┌─ Information provided

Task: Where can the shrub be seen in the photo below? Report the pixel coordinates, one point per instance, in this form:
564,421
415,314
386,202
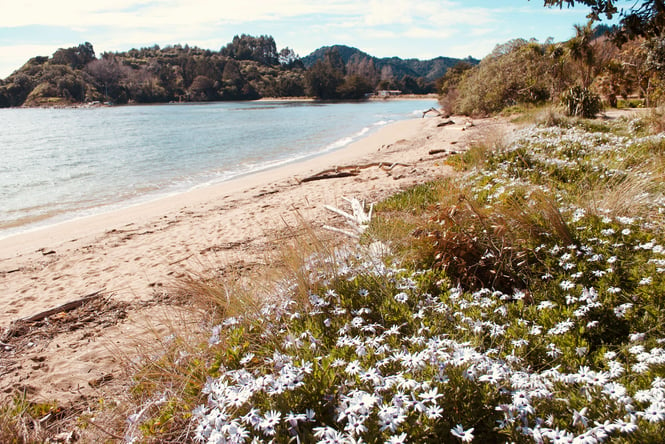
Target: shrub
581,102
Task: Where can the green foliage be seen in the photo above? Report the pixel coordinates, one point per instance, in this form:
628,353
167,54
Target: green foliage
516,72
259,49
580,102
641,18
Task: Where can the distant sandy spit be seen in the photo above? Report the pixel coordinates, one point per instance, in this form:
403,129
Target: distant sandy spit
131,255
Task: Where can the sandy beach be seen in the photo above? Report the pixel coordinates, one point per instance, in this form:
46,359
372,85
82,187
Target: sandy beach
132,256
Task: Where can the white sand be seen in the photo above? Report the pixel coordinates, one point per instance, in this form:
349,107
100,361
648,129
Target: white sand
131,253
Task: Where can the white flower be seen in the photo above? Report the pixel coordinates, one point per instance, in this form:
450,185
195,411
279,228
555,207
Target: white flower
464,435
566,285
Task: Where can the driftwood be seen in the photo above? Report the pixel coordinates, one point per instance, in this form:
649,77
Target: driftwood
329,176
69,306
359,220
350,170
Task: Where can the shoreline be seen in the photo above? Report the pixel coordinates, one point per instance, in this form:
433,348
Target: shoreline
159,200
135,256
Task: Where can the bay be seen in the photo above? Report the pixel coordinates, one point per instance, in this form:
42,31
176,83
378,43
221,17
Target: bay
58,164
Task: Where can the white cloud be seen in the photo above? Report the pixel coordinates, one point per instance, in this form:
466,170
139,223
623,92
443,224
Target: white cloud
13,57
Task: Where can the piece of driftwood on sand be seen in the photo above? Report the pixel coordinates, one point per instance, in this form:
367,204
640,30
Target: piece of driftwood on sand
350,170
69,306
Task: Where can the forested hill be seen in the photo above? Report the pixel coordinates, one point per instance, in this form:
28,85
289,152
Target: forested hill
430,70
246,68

└─
┌─ Information provided

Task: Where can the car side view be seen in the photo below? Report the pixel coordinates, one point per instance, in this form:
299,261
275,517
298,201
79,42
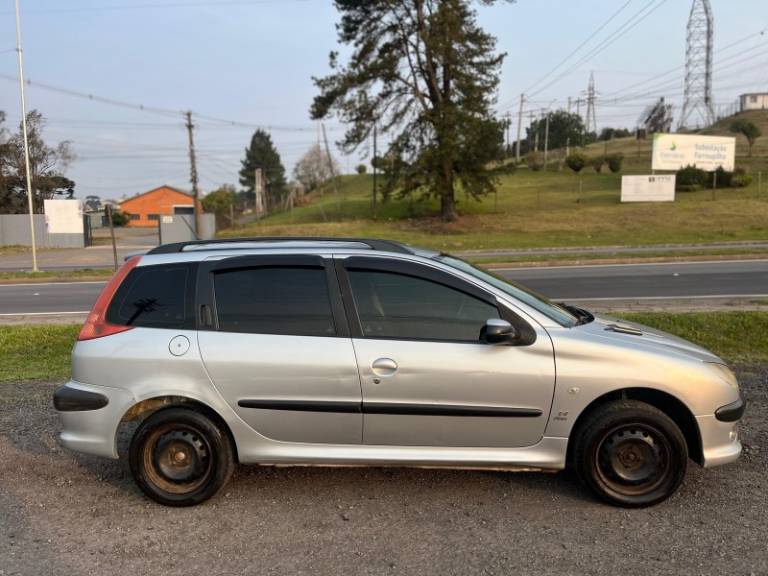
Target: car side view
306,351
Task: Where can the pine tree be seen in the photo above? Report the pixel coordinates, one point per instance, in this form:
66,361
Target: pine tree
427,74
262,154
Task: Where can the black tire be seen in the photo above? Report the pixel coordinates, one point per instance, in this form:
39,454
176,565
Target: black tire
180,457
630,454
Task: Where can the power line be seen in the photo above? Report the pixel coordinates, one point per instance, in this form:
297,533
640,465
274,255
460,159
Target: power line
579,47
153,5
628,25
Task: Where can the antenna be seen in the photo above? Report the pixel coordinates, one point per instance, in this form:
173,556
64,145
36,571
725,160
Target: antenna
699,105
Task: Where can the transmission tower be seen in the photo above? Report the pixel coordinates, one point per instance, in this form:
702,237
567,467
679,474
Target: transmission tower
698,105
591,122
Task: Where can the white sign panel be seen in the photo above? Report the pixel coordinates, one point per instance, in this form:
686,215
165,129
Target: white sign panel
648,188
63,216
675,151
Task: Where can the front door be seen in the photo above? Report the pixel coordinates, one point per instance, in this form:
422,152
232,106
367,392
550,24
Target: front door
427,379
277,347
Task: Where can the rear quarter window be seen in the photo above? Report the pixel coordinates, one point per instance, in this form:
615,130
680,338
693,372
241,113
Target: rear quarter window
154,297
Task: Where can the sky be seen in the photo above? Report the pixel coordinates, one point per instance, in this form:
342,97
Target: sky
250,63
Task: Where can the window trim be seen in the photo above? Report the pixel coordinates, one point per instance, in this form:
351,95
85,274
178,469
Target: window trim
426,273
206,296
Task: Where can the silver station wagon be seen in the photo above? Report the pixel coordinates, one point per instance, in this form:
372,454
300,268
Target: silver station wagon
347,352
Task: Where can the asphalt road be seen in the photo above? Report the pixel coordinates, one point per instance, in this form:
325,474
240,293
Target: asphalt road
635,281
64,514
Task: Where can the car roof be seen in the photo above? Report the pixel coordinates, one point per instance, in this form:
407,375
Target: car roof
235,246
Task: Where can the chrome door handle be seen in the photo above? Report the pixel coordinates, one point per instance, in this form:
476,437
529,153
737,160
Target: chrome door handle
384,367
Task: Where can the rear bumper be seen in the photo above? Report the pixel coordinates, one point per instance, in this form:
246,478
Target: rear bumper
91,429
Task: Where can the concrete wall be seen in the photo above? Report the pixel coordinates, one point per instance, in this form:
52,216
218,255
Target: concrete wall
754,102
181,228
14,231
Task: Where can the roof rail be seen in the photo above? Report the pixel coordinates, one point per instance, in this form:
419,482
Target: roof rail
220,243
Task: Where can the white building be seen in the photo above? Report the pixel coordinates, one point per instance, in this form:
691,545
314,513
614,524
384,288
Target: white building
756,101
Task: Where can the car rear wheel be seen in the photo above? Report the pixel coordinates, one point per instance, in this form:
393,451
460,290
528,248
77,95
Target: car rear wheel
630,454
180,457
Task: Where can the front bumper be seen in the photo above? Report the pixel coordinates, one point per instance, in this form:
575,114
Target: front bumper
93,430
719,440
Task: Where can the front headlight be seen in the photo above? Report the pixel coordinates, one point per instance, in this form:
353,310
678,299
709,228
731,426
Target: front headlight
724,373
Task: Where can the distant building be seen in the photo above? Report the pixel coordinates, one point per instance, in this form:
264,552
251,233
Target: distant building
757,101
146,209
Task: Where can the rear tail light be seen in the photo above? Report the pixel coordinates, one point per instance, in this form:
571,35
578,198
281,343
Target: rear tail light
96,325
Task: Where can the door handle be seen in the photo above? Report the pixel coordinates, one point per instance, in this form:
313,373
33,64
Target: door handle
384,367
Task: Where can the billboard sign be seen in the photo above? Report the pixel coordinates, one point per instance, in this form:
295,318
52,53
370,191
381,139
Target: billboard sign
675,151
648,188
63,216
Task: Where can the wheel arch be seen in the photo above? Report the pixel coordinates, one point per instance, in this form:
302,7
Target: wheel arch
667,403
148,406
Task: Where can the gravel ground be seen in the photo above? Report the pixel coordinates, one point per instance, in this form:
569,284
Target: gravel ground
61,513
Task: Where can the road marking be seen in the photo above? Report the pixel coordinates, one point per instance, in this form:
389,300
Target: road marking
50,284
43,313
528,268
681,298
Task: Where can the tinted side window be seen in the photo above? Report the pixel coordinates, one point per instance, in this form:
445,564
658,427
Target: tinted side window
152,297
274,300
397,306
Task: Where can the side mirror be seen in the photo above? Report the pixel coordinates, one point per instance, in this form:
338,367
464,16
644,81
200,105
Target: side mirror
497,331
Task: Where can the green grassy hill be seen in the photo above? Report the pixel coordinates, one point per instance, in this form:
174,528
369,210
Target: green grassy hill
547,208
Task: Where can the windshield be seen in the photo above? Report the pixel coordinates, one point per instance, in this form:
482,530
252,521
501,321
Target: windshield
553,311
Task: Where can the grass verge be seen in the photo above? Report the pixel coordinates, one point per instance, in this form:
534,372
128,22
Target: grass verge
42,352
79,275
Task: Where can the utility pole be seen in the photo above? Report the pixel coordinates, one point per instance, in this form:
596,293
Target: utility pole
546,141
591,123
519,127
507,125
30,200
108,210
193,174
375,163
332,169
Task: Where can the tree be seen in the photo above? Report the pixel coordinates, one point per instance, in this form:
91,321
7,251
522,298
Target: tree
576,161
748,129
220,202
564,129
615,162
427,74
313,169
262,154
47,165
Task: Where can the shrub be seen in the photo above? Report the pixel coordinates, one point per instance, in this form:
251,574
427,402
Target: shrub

└─

● **What to do**: When you reach the line holding "Task: Where can the wheel" in the records above, begin reproducing exactly, stop after the line holding "Task: Where can the green grassy", and output nothing else.

● **Solution for this task**:
Task: Where can the wheel arch be seen in the photo above? Report the pixel coordinates, one point per instance, in this form:
302,7
Target: wheel arch
667,403
148,406
Task: Where can the gravel ground be seen in the photo above? Report the pixel coordinates, one point per instance, in this form:
569,284
Target: gravel ground
61,513
Task: Where can the road marking be seen in the photo above? Report the pixel coordinates, one point per instance, in this form:
389,300
Target: road marking
50,284
43,313
528,268
681,298
Task: Where can the tinted side window be seen in the photo above? Report the pixel coordinates, one point per instance, in this form:
445,564
658,427
Target: tinted side window
152,297
274,300
397,306
Task: Where can the side mirror be seen in the photo above? Report the pixel coordinates, one point per instance, in this form:
338,367
464,16
644,81
200,105
Target: side mirror
497,331
Task: Where can the green grassy hill be seen in the photo above? Report the pixel coordinates, one point per instance, in this form:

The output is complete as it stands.